══ Data under study
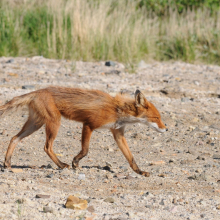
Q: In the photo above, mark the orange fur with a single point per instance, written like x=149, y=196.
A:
x=94, y=108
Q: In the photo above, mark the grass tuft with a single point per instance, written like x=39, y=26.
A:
x=107, y=30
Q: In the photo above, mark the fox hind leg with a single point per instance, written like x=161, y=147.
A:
x=52, y=128
x=86, y=135
x=29, y=127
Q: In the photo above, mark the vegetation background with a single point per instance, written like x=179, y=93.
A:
x=124, y=30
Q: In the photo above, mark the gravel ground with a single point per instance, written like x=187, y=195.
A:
x=184, y=162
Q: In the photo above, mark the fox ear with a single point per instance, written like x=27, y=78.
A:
x=139, y=98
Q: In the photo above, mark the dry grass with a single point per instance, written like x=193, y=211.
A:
x=101, y=30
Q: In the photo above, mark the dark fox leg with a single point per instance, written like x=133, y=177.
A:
x=122, y=144
x=29, y=127
x=52, y=128
x=86, y=135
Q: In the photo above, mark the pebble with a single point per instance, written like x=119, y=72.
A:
x=50, y=175
x=10, y=61
x=109, y=199
x=91, y=209
x=76, y=203
x=81, y=176
x=28, y=87
x=216, y=156
x=41, y=196
x=47, y=209
x=110, y=63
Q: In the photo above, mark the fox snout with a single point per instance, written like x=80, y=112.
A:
x=160, y=129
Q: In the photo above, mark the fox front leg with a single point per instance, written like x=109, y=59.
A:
x=86, y=135
x=122, y=144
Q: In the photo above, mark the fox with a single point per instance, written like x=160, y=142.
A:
x=93, y=108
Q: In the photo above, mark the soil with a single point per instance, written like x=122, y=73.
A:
x=184, y=162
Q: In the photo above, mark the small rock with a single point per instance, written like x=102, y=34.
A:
x=116, y=72
x=110, y=63
x=109, y=199
x=174, y=209
x=50, y=175
x=111, y=149
x=200, y=158
x=40, y=196
x=129, y=177
x=216, y=156
x=161, y=162
x=76, y=203
x=81, y=176
x=120, y=176
x=162, y=175
x=20, y=201
x=47, y=209
x=10, y=61
x=16, y=170
x=69, y=133
x=91, y=209
x=28, y=87
x=185, y=99
x=142, y=65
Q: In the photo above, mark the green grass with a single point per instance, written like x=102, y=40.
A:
x=107, y=29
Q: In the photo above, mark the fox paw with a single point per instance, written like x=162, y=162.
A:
x=65, y=166
x=75, y=165
x=7, y=165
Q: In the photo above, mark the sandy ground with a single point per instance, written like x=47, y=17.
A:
x=184, y=162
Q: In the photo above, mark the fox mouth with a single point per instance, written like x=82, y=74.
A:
x=156, y=128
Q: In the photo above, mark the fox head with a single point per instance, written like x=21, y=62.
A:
x=148, y=113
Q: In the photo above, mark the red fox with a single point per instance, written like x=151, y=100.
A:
x=94, y=108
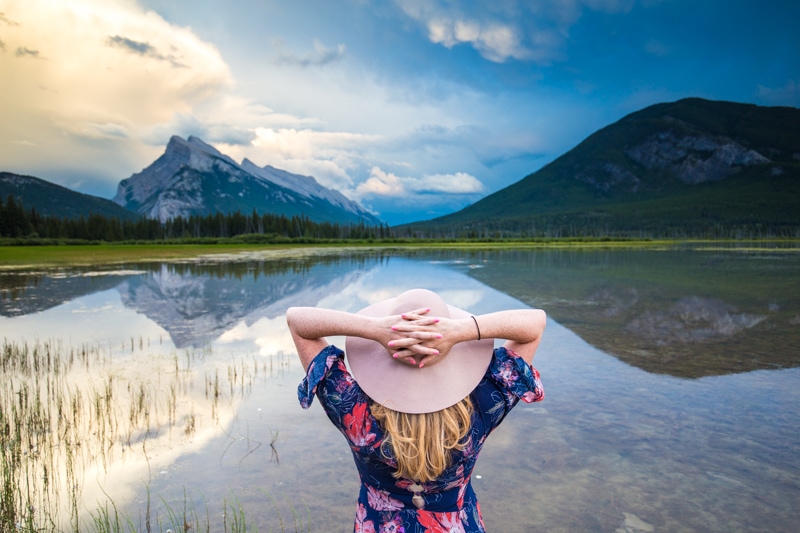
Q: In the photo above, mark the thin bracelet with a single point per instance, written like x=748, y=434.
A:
x=477, y=326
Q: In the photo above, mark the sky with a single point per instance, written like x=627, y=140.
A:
x=413, y=108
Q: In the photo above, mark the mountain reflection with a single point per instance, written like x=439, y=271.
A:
x=680, y=312
x=196, y=303
x=684, y=313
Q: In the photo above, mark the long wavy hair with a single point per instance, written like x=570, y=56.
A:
x=423, y=443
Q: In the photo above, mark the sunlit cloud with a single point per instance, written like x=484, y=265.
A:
x=105, y=63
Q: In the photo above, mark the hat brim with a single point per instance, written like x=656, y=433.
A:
x=410, y=389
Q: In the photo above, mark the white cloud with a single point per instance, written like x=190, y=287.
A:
x=382, y=183
x=496, y=30
x=87, y=74
x=320, y=56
════
▶ [Problem to solve]: Return exactly the line that contains "Q: In the photo above, mark the hat" and every line after it, through the last line of the records.

▶ [Answer for this exercise]:
Q: In the photo above, mark the hat brim with a single point per instance, written like x=656, y=433.
A:
x=410, y=389
Q: In the photo above, mark the white cloud with a single point per instance, written like x=190, y=287.
A:
x=382, y=183
x=496, y=30
x=87, y=74
x=320, y=56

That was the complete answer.